[Image-grounded pointing data]
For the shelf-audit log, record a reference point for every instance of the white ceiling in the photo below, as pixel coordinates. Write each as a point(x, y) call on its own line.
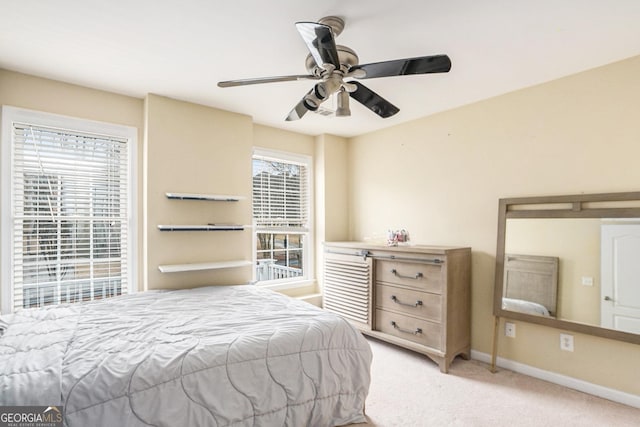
point(182, 48)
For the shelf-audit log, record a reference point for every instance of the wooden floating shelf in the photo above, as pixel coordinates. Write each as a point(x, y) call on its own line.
point(179, 268)
point(203, 227)
point(210, 197)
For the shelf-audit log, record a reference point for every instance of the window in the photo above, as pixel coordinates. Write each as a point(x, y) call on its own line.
point(69, 235)
point(282, 216)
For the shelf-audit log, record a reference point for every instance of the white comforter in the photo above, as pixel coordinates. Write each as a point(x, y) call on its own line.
point(214, 356)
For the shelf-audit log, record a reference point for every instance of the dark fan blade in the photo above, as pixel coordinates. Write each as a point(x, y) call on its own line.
point(402, 67)
point(373, 101)
point(259, 80)
point(299, 110)
point(320, 42)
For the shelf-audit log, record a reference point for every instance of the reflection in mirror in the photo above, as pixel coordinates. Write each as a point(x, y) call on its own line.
point(571, 262)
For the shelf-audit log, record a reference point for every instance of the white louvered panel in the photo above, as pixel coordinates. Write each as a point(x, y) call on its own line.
point(347, 287)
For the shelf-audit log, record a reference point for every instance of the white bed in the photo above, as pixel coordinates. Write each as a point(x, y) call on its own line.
point(213, 356)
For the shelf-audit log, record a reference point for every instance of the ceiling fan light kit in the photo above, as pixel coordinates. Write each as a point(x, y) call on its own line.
point(332, 64)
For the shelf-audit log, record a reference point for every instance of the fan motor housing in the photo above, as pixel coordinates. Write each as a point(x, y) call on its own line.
point(347, 57)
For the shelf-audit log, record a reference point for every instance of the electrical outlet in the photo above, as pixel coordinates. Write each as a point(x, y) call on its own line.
point(587, 281)
point(510, 329)
point(566, 342)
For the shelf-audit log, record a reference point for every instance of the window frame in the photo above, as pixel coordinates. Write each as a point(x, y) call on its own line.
point(308, 277)
point(14, 114)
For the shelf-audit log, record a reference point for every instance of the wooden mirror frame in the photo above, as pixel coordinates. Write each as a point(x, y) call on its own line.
point(604, 205)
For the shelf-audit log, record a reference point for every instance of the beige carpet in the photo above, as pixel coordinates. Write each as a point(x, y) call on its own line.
point(407, 389)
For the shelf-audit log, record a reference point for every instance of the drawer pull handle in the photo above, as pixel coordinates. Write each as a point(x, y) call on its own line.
point(397, 301)
point(416, 277)
point(406, 331)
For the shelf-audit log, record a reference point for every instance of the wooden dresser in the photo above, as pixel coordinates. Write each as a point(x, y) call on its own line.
point(417, 297)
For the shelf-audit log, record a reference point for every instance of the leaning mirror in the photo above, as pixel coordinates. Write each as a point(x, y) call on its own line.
point(571, 262)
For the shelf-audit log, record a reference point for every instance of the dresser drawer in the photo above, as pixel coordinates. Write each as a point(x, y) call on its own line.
point(427, 277)
point(409, 328)
point(415, 303)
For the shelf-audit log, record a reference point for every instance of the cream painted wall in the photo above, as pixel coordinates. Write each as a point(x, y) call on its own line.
point(190, 148)
point(441, 178)
point(331, 190)
point(34, 93)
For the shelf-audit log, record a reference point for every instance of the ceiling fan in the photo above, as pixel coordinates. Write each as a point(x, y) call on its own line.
point(332, 64)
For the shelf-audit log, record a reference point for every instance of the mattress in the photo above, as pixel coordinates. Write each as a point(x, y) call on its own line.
point(212, 356)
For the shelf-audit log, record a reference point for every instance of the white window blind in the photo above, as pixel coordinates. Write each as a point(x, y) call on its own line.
point(282, 217)
point(69, 198)
point(280, 193)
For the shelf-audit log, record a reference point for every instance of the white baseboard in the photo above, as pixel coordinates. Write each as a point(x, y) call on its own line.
point(563, 380)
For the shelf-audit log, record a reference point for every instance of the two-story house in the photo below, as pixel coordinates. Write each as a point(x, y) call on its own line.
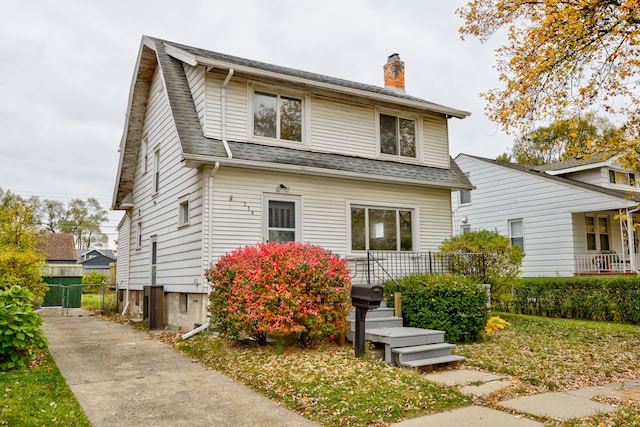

• WHAT THE EXERCISE ASKS: Begin at the line containing "of the dresser" and transcribe exactly every line through the end of the records, both ends included, leaving the pictures out.

• FINISHED EXERCISE:
For the shelf-audit log, record a reference point for every instance of the dresser drawer in the photo above, as pixel coordinates. Write each as a point(x, y) call on its own line.
point(427, 277)
point(409, 328)
point(415, 303)
For the shelf-audit log, record a reference point for every instance of the cream painted wall in the photo above, as pixel coordinates. Write each as a point(x, y) call on its own line.
point(190, 148)
point(441, 178)
point(331, 190)
point(34, 93)
For the shelf-audit log, record a reference point for every instance of the ceiling fan in the photo above, as pixel coordinates. Write each as a point(x, y) call on its own line.
point(332, 64)
For the shelf-audit log, record a reference point for every instance of the mattress in the photo above, as pixel coordinates. Write each as a point(x, y) call on its own line.
point(212, 356)
For the shelf-audit log, record a reference point for every instance of the white window blind in the photo above, as pixel coordinates. Write each as a point(x, y) call on its own line.
point(282, 217)
point(69, 198)
point(280, 193)
For the shelf-audit log, record a reference point for every instance of the white baseboard in the photo above, as pixel coordinates. Write each as a point(x, y) call on its own line.
point(563, 380)
For the shelf-audit log, record a reference point for every instance of the two-story house in the photo below, as pixel coordinates. Write each as a point(x, y) call on its own line.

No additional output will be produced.